ITEMS
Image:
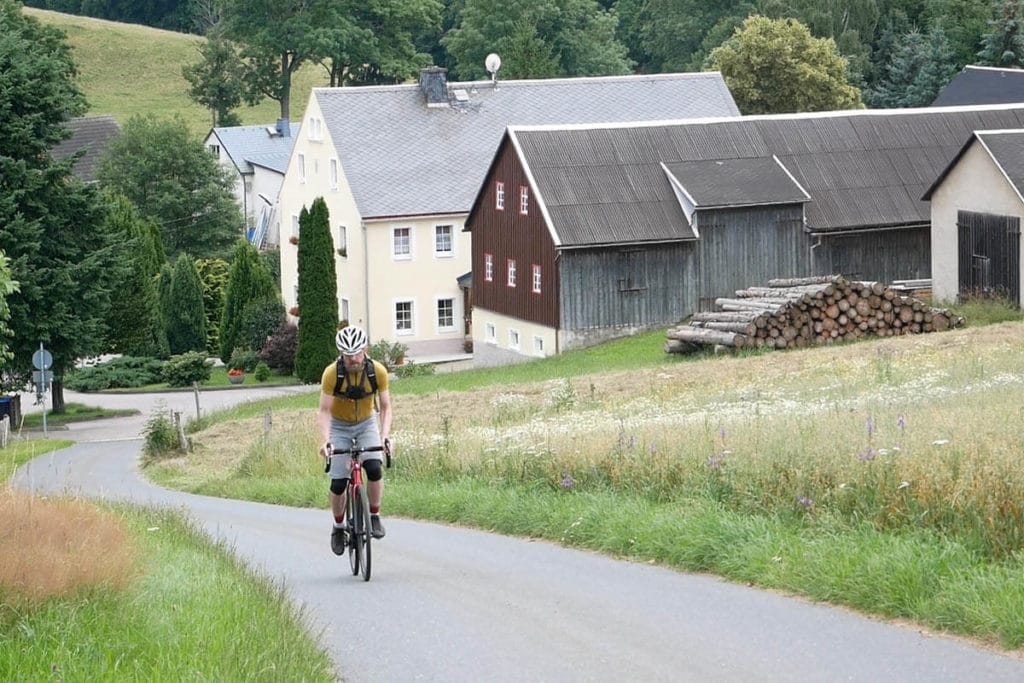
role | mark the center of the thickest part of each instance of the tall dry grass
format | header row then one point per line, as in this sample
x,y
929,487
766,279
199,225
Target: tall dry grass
x,y
53,549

PROBLEM
Could you rewrite the material with "thickest" changed to "densest" and everything else left as is? Leave out the pictures.

FINISHED EXERCISE
Image:
role | mark the center of the densest part of each instance of the tall dry grass
format | header row then one point per line, as in this sample
x,y
929,487
766,279
199,225
Target: tall dry grass
x,y
53,549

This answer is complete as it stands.